Justice Scalia’s unexpected passing will have a dramatic effect on our country in many ways.1 His outsized personality had both detractors2 and proponents3—but it is hard to argue with Judge Posner when he called Justice Scalia “the most influential Justice of the last quarter-century.”4 Surely much will be written about his undeniably large impact,5 but it was his influence on the criminal law system that best represents his nuanced legacy.

Justice Scalia’s time on the bench saw many important cases, and his forceful opinions and pointed dissents often earned him both critique and praise.6 It often seemed that he was a reliable conservative vote.7 However, when it came to criminal law, Justice Scalia confounded those who sought to paint him an ideologue.8 Justice Scalia would likely have attributed his views on criminal law to his “originalist” method of legal interpretation that called for determining a law’s meaning based upon how a reasonable person would have understood the Constitution’s text at the time it was ratified.9 So while Justice Scalia found himself voting most frequently with the other conservative members of the Court,10 he nevertheless built numerous coalitions featuring liberal justices in criminal cases—and  often these coalitions made prosecution more difficult and protected defendants.11 In fact, when it came to Fourth Amendment protections, vague criminal statutes, or the Sixth Amendment, Justice Scalia was usually a friend to the accused.

▸ Goal A: Reproduce the Scalia passage word for word from "Justice Scalia’s unexpected" up to and including "his nuanced legacy.".
The Scalia passage has no connection to the records.

▸ Records for the exercise:
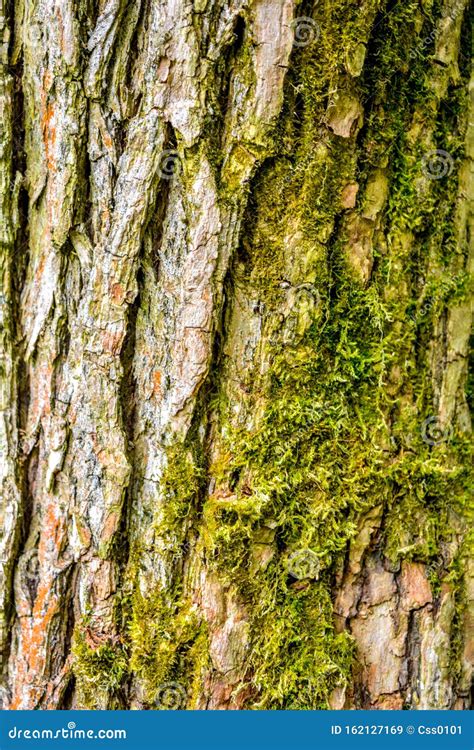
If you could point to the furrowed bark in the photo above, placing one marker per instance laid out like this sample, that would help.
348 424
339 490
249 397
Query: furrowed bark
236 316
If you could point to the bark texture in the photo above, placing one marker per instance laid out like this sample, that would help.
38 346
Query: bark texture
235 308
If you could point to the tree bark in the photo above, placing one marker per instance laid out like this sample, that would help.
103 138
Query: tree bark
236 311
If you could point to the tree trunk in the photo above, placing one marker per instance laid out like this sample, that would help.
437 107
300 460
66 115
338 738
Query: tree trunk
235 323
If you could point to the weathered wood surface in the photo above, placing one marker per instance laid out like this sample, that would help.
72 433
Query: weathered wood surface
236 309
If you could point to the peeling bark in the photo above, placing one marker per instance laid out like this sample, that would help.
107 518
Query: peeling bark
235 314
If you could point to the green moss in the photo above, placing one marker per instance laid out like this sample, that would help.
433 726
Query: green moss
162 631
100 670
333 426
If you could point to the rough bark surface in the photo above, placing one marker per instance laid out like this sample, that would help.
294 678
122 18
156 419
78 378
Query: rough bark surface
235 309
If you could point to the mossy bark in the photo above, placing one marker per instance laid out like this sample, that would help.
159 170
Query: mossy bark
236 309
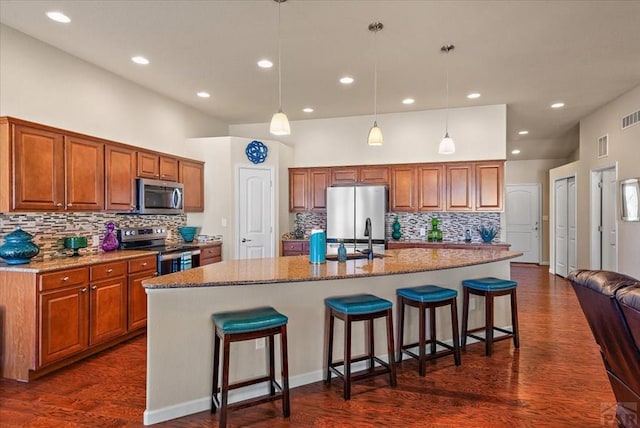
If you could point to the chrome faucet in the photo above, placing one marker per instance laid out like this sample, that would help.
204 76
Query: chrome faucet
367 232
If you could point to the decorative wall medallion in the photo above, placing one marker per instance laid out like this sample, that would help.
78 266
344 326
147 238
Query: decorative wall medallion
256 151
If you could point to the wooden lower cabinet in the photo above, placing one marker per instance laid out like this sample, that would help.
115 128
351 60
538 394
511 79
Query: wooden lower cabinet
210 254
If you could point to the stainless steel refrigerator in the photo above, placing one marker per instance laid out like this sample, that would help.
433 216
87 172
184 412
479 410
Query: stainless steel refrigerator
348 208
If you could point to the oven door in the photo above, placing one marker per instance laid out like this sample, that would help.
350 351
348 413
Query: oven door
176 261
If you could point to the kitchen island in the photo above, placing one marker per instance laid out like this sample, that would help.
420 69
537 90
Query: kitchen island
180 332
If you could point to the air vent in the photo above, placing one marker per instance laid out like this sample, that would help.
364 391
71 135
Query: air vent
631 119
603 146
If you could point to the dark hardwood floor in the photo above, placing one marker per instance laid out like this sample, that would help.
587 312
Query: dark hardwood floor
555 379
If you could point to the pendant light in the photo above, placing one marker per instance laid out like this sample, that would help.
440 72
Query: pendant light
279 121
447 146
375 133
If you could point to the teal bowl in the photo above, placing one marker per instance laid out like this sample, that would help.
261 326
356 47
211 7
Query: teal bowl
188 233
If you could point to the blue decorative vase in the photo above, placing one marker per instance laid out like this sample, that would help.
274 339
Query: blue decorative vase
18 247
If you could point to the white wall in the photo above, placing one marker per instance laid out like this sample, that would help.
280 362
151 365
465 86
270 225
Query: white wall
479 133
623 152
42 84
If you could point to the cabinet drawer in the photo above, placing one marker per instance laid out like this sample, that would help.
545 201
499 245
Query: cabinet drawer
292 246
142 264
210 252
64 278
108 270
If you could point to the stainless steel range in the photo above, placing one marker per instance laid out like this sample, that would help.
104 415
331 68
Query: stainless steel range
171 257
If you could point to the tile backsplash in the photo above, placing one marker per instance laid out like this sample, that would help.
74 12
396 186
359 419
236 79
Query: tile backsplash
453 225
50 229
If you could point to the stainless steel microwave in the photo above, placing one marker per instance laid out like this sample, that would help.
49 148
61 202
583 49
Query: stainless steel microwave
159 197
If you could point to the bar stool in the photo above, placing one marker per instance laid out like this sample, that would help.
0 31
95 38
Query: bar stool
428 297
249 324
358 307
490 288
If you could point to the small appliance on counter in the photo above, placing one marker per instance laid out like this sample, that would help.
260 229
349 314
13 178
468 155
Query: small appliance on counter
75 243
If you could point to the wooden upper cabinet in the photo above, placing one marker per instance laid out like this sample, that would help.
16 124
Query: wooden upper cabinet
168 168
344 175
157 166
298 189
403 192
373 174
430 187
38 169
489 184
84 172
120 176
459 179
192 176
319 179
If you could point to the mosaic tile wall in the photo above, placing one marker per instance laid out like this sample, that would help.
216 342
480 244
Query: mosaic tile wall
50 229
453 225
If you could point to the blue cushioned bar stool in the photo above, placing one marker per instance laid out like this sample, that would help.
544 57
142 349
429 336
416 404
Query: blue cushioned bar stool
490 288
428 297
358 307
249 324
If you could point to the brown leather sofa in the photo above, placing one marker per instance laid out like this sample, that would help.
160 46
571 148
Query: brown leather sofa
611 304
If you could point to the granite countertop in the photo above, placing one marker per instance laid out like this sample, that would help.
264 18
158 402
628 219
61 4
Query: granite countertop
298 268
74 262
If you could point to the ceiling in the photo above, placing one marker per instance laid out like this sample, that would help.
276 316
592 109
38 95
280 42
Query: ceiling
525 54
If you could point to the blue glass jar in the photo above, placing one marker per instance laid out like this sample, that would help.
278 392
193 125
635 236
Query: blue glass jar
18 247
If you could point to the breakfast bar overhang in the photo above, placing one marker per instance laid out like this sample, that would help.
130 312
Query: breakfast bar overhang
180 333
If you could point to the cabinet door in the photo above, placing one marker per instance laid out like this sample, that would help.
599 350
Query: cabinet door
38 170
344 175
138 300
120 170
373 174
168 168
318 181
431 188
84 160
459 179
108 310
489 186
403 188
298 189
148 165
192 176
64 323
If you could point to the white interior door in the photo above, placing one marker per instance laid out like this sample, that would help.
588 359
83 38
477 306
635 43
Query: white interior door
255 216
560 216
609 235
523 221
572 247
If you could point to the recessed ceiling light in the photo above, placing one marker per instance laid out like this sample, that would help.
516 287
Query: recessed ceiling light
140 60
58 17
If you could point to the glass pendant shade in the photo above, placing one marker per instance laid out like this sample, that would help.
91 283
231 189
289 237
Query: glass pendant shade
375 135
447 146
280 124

▸ Goal B: Count the lines in the records that contain the string "oven", matching case exactly, and reply with only that number.

▸ Task answer A:
Justice Scalia’s unexpected passing will have a dramatic effect on our country in many ways.1 His outsized personality had both detractors2 and proponents3—but it is hard to argue with Judge Posner when he called Justice Scalia “the most influential Justice of the last quarter-century.”4 Surely much will be written about his undeniably large impact,5 but it was his influence on the criminal law system that best represents his nuanced legacy.

▸ Task answer B: 2